┌──

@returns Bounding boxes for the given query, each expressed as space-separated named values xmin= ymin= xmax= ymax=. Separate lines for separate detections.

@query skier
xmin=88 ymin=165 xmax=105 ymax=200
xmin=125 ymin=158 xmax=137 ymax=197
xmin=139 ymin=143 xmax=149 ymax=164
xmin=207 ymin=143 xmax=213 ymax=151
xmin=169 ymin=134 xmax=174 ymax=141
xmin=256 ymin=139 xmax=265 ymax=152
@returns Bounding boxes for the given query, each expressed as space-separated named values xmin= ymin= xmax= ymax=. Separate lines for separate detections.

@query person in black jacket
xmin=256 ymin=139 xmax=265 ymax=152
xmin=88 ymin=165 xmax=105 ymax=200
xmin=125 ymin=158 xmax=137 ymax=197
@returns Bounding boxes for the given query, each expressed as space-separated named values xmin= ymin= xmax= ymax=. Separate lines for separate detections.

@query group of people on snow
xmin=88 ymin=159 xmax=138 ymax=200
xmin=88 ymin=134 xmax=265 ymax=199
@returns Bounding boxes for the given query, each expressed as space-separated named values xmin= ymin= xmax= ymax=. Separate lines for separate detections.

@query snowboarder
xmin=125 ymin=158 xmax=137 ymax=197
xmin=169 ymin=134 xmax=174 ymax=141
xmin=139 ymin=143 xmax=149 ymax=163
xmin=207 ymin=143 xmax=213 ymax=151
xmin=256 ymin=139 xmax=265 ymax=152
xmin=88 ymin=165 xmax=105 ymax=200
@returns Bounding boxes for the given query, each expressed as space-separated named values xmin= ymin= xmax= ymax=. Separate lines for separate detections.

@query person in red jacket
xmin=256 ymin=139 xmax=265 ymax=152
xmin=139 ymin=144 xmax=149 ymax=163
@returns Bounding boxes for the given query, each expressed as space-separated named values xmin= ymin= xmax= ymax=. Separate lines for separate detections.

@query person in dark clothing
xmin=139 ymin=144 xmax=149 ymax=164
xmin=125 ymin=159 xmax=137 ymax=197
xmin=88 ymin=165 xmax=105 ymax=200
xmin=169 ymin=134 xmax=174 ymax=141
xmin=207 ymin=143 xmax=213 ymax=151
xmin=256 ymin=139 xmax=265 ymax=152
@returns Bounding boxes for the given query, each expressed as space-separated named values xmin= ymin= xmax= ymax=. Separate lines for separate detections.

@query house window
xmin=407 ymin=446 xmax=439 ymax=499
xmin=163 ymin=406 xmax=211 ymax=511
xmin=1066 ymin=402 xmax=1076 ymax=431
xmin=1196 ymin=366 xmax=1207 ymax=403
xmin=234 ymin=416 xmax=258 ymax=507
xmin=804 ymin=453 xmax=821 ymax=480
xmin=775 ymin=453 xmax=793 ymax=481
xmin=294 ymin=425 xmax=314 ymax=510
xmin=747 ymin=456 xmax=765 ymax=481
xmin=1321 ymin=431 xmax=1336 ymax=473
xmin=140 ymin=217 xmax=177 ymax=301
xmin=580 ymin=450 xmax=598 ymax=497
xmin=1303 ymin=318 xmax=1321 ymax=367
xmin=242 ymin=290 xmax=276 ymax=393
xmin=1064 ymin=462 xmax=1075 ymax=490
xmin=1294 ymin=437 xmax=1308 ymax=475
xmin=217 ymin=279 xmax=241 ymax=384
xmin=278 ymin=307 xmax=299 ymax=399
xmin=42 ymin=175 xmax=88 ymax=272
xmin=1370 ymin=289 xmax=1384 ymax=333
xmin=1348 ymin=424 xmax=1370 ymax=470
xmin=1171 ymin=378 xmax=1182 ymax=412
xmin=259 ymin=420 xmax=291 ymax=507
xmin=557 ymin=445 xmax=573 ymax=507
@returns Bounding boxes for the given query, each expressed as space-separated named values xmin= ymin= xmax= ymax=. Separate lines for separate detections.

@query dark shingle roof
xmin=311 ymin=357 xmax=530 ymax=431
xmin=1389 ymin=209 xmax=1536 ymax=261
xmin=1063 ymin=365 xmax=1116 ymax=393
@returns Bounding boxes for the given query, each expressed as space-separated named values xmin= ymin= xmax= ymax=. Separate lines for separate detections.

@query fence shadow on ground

└──

YOUR INSTRUCTIONS »
Only the line containing "dark shingle roof" and the lines after it, up to and including the last line of the data, should appear in the answer, exactly as written.

RESPONSE AREA »
@query dark shingle roof
xmin=311 ymin=357 xmax=530 ymax=431
xmin=1389 ymin=209 xmax=1536 ymax=261
xmin=1063 ymin=365 xmax=1116 ymax=393
@returns Bounding boxes for the given query, each expressed as space-separated named values xmin= ymin= xmax= ymax=. Separate lines for separate detections.

@query fence shadow on ground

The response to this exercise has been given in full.